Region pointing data

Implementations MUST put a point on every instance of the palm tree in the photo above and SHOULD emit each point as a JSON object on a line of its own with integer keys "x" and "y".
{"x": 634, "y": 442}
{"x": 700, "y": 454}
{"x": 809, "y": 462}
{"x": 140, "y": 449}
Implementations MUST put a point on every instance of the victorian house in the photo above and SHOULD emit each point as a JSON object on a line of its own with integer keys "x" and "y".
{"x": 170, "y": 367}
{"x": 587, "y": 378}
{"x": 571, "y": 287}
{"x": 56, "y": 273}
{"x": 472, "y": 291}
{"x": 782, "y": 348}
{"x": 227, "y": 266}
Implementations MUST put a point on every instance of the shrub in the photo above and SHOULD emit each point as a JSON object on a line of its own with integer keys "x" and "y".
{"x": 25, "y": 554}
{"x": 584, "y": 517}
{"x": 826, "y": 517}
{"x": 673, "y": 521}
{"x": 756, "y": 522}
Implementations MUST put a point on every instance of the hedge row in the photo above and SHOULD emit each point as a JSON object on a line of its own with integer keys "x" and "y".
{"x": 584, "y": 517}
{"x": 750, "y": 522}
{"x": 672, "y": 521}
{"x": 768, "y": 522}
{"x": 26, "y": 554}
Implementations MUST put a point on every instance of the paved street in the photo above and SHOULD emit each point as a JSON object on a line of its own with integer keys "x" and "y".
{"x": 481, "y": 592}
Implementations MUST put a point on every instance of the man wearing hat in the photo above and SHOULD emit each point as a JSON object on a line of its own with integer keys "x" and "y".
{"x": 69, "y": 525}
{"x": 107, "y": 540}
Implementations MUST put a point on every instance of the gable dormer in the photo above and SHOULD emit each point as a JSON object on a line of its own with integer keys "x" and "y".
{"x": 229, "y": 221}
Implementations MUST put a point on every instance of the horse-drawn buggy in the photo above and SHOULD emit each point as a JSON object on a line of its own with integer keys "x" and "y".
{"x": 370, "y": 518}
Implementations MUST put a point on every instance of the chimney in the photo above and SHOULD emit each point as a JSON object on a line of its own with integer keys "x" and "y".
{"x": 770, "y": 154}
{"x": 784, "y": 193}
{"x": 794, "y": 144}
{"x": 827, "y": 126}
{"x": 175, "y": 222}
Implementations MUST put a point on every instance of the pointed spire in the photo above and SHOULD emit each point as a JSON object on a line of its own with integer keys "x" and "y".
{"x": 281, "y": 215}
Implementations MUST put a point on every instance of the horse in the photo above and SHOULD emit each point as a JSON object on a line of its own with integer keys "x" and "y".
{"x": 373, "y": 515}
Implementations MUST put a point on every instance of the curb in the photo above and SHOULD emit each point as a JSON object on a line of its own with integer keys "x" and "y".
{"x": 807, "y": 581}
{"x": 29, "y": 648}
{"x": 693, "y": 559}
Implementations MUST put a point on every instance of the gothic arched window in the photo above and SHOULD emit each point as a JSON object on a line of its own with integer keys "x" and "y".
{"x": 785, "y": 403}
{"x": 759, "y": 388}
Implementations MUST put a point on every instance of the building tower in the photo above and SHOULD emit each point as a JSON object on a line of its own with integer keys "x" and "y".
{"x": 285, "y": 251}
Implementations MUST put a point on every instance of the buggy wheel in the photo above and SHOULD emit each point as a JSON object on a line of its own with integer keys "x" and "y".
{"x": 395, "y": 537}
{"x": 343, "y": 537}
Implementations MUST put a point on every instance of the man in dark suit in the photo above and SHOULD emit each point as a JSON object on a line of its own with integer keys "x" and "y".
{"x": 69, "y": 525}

> Directions
The required output is the complete set of records, reproduced exactly.

> Task result
Implementations MUST put a point on every instance of the palm tree in the photo above and SHOULD emit each point as a JSON object on a line of its own with integer keys "x" and "y".
{"x": 634, "y": 442}
{"x": 700, "y": 454}
{"x": 809, "y": 462}
{"x": 140, "y": 449}
Implementations MUST put a point on every instance of the victorian house in the photo above and SHOULD emit each point as a JSON object on a line of its own with integer keys "x" and "y".
{"x": 170, "y": 367}
{"x": 587, "y": 378}
{"x": 571, "y": 287}
{"x": 56, "y": 273}
{"x": 472, "y": 291}
{"x": 782, "y": 348}
{"x": 227, "y": 266}
Implementations MUST put a point on every instance of the shrub in the photo above and SHOULD emit each point as a JSON object on a line of its own with integer keys "x" and "y".
{"x": 25, "y": 554}
{"x": 584, "y": 517}
{"x": 826, "y": 517}
{"x": 673, "y": 521}
{"x": 756, "y": 522}
Implementations MUST put a point on every instance of the hedge row in the photo above and SHOULD emit each point as a JSON object on a line of its own with integer keys "x" and "y".
{"x": 584, "y": 517}
{"x": 750, "y": 522}
{"x": 672, "y": 521}
{"x": 768, "y": 522}
{"x": 26, "y": 554}
Implementations MUST put a point on every instance of the paved street in the photo above and SHOULD emit each point as a JSON object on a line of its own with integer keys "x" and "y".
{"x": 481, "y": 592}
Implementations MUST put a point on every instance of the man wearing hat in the photo above and SHOULD emit each point as a JSON object on a line of its own with integer keys "x" and "y".
{"x": 69, "y": 525}
{"x": 107, "y": 540}
Implementations MUST put a point on every instance of the gable dormer in the photo above and SHOULD emit each point as a JSON object on a line of its own with integer keys "x" and "y".
{"x": 229, "y": 221}
Implementations MUST put a point on every instance of the horse-drawn buggy in the photo above and SHOULD emit each point as a JSON object on a line of its own with integer keys "x" and "y".
{"x": 370, "y": 518}
Implementations MUST put a point on every instance of the chimney in the photo above and SHOULD emit each point as a JSON object on a line of its own with integer keys "x" and "y".
{"x": 770, "y": 154}
{"x": 784, "y": 193}
{"x": 794, "y": 144}
{"x": 827, "y": 126}
{"x": 175, "y": 222}
Implementations MUST put a point on every instance of the pointed spire in the photo above and SHOULD emit each point as a JSON object on a line of its own with integer keys "x" and "y".
{"x": 281, "y": 215}
Implementations MUST put a point on every instance of the horse in the photo above and SHOULD emit each point as a JSON object on a line of its own with integer keys "x" and "y".
{"x": 373, "y": 515}
Implementations MUST put a point on every instance of the curb in the photo above and SHOULD emit each point as a JSON object on a line of its own with integer keys "x" and "y".
{"x": 807, "y": 581}
{"x": 29, "y": 648}
{"x": 693, "y": 559}
Implementations MUST put a point on every instance of the gothic arched window in the photo above and SHOULD emit each point as a JSON object on a line of its own with integer keys "x" and "y".
{"x": 785, "y": 403}
{"x": 759, "y": 388}
Implementations MUST put a point on every instance of the building tower in the photo above and SHOULD emit each point as a JSON object on a line of its own with integer keys "x" and "y".
{"x": 285, "y": 251}
Implementations MUST put a point on every instance of the buggy wheel in the photo above and SHOULD emit each point as a JSON object on a line of its own with integer keys "x" and "y".
{"x": 395, "y": 537}
{"x": 343, "y": 537}
Implementations MUST put a point on every instance of the man in dark suit in the photo above and SHOULD emit each point as a JSON object on a line of its own with integer keys "x" and "y".
{"x": 69, "y": 525}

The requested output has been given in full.